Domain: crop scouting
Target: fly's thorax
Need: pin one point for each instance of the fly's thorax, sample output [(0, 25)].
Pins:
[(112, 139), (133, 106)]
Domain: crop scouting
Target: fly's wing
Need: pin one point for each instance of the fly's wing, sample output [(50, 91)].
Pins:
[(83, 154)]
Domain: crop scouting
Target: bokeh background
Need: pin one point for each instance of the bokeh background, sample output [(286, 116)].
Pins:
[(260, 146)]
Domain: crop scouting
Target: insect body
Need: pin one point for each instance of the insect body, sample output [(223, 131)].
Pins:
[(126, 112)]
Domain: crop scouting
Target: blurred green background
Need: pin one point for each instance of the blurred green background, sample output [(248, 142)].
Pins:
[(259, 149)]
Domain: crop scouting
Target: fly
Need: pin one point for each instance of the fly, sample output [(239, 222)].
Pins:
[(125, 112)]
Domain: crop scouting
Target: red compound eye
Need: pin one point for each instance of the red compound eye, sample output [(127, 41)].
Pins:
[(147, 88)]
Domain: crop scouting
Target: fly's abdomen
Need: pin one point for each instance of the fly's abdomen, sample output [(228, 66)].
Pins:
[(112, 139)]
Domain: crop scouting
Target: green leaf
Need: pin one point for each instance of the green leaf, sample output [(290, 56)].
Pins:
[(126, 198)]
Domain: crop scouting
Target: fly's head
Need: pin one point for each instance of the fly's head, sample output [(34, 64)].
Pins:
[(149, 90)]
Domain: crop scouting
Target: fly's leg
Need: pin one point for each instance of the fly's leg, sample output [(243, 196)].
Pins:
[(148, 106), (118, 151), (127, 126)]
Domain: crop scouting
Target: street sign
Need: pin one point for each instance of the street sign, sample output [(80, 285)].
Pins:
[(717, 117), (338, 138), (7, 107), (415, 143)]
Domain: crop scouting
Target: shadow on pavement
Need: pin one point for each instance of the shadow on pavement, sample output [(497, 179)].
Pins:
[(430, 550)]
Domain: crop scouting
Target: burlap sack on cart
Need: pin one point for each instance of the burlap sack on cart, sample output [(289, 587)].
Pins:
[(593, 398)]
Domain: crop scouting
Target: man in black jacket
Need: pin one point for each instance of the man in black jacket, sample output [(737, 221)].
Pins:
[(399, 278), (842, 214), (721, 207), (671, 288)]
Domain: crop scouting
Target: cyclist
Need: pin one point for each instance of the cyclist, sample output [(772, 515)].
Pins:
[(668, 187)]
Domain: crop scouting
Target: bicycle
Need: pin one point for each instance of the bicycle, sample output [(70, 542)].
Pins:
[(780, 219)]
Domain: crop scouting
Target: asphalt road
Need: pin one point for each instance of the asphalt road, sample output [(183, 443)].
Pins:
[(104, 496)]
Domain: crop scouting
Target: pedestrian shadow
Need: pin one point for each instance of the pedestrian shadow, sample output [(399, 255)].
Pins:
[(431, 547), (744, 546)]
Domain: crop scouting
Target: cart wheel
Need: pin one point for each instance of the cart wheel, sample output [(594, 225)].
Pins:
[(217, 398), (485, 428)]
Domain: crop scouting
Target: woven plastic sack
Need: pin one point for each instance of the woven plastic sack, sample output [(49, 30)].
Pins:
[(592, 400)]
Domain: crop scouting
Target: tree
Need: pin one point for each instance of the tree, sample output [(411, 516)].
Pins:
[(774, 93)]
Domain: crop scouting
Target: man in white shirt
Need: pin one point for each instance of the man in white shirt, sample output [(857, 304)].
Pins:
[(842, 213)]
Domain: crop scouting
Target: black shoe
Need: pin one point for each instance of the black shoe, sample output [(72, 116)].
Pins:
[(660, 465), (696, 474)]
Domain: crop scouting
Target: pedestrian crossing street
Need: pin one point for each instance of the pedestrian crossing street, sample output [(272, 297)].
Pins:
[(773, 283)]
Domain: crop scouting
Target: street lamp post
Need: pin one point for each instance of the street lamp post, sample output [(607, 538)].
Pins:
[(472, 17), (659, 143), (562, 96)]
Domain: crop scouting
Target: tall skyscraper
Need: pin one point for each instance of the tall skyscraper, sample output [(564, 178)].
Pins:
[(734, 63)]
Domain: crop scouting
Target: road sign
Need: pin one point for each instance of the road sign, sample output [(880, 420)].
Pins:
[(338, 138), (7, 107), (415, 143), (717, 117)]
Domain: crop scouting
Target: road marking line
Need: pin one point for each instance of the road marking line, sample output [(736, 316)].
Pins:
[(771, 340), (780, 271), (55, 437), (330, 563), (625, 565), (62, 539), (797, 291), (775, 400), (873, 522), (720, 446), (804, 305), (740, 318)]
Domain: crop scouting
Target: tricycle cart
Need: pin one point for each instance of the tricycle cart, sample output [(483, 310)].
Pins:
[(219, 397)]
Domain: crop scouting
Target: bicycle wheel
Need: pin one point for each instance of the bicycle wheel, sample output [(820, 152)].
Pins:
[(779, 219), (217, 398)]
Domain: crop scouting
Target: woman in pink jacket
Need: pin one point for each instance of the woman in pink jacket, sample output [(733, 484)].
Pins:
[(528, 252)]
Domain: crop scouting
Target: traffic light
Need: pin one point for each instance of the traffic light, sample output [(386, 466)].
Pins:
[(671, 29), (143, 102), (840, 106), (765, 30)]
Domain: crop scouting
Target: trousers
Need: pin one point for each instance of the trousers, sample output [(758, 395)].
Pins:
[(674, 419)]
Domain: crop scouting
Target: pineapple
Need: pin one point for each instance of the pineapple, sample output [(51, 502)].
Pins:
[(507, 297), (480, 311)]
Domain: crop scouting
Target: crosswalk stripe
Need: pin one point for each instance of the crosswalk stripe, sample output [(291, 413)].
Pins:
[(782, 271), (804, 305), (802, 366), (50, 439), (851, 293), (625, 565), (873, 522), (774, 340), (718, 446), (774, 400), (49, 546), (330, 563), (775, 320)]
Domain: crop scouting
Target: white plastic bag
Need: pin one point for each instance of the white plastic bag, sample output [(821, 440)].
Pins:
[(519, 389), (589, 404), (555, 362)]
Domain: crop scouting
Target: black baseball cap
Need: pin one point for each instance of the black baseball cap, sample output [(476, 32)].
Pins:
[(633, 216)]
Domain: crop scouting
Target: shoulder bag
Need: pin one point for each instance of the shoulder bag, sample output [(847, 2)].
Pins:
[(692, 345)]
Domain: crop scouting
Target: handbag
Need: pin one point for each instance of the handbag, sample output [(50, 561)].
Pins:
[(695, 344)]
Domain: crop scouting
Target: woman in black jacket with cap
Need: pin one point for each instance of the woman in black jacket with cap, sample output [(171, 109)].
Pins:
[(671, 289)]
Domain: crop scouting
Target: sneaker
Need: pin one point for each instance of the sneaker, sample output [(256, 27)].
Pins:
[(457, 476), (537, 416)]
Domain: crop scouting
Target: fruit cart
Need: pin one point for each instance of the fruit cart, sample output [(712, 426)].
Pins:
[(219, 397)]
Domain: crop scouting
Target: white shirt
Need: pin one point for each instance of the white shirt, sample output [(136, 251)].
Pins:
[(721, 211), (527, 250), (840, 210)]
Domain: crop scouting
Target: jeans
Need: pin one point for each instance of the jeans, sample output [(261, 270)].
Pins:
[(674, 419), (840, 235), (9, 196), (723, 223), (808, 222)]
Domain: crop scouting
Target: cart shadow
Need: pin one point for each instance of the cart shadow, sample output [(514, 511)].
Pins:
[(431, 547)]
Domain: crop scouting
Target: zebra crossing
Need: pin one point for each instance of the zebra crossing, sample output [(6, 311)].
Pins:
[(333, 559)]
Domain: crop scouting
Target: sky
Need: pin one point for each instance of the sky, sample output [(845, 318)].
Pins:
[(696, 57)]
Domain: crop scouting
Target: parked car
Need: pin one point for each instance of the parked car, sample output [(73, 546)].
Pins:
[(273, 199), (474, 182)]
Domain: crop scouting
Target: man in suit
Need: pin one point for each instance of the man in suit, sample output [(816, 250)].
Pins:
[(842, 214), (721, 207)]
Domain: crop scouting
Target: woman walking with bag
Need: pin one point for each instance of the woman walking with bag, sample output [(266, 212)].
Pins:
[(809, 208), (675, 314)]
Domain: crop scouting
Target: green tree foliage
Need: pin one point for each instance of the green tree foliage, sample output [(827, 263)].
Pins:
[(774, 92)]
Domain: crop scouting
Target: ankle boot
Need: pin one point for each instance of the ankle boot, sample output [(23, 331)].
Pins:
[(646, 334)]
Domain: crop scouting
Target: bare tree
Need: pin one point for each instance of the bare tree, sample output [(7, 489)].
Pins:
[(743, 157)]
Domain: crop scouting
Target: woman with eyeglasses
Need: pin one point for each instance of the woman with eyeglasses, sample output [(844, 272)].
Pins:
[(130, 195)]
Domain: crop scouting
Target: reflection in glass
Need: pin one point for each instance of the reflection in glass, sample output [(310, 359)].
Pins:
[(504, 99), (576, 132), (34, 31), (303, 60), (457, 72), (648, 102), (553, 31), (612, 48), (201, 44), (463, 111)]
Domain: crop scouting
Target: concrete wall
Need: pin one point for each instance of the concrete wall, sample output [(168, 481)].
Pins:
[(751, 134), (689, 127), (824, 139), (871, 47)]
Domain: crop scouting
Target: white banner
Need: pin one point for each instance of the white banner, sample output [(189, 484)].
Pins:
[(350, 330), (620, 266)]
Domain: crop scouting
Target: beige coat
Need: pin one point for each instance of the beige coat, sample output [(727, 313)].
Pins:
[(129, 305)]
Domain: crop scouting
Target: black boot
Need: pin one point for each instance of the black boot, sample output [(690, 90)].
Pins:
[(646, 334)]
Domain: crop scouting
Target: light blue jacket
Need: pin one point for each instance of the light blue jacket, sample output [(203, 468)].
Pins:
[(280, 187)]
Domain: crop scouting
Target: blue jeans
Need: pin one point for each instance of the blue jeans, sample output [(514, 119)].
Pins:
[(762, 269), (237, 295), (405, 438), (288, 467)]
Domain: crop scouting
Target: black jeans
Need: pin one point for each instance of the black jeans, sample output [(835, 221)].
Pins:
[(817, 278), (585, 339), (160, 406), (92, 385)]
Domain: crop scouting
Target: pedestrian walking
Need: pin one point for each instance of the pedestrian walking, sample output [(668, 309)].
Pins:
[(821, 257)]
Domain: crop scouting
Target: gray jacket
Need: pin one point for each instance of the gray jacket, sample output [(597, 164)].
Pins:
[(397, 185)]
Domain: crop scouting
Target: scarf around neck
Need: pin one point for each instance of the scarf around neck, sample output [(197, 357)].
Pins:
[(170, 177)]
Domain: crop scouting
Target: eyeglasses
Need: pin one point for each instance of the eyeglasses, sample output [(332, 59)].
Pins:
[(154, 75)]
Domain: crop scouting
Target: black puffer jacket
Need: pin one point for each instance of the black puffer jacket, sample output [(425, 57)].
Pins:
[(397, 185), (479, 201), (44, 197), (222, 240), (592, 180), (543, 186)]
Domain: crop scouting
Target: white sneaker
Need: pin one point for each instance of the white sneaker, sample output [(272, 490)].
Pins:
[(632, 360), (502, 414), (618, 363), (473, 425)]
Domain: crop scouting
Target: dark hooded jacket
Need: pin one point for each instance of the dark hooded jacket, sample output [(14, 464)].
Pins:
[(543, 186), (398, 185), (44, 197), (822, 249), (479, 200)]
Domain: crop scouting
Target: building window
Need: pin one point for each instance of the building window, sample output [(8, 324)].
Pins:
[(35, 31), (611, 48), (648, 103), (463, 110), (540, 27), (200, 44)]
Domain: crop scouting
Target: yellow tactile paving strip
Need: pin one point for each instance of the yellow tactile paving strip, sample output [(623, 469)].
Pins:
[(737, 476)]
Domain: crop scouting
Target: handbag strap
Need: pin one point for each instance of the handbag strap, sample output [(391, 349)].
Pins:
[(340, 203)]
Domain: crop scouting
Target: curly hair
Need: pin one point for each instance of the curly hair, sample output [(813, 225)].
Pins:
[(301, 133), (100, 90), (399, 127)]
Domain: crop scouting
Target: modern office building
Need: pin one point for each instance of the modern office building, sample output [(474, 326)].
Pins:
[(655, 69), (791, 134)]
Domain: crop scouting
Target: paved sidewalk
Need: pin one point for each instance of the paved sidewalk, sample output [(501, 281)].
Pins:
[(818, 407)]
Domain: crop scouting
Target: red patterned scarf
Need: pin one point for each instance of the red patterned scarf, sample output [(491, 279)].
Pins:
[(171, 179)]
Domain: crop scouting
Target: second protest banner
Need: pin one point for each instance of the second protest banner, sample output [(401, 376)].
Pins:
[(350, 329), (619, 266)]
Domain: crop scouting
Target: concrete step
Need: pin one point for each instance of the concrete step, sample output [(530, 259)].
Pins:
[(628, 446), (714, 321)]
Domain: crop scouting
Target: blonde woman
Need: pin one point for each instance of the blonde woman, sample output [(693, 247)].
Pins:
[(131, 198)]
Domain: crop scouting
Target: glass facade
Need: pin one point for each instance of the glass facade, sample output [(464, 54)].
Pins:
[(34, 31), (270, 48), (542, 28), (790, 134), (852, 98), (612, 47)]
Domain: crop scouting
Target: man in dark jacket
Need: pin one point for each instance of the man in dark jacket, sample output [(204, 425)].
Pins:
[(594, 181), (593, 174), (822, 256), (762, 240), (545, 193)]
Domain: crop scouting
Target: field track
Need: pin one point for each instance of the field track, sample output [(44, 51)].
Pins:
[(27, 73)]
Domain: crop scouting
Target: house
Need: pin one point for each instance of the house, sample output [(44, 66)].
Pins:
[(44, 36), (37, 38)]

■ Exercise brief ■
Starting at the line with "Need: pin one point for each instance of the shoulder" and ending at the line with "Target: woman in black jacket with cap", print each line of the listing above exactly, with no other lines.

■ Result of this exercise ■
Need: pin one point for each instance of the shoulder bag, sample output [(847, 2)].
Pins:
[(692, 345)]
Domain: crop scouting
Target: handbag
Need: pin one point for each instance of the handbag, sample output [(50, 561)].
Pins:
[(695, 344)]
Domain: crop scouting
Target: woman in black jacket with cap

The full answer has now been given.